- [Prompt] Drop all images and give the records again exactly.

- [Information supplied]
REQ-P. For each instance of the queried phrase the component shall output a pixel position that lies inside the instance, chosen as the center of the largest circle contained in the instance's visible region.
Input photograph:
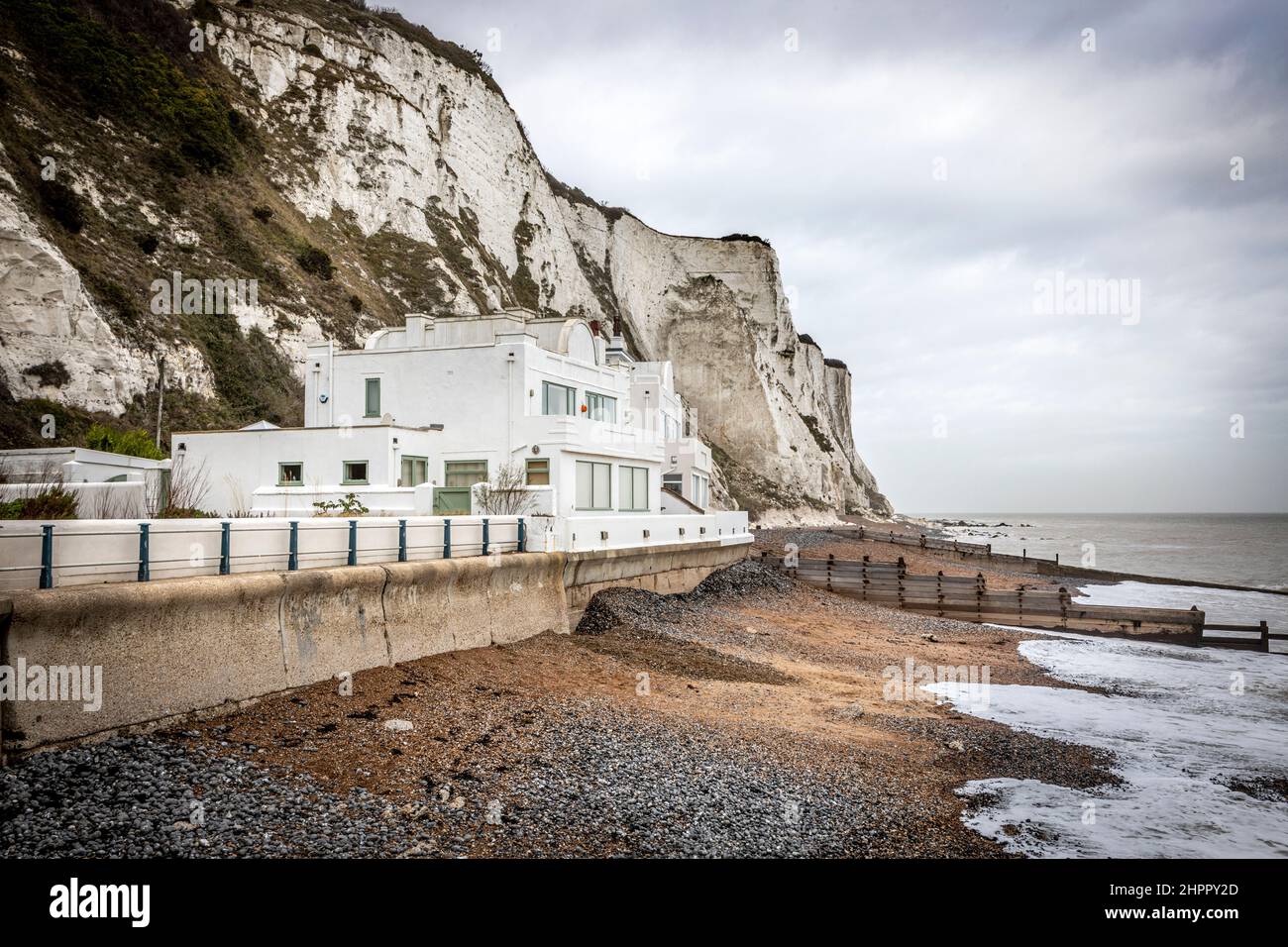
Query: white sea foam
(1176, 722)
(1222, 605)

- [Task answer]
REQ-P. For each instance of the queried phrase the component shall output a pixel position that lies inside the instance, chosen as the center of the largest circle contained in the instance's visible region.
Input photograph:
Query: white sea foam
(1176, 722)
(1222, 605)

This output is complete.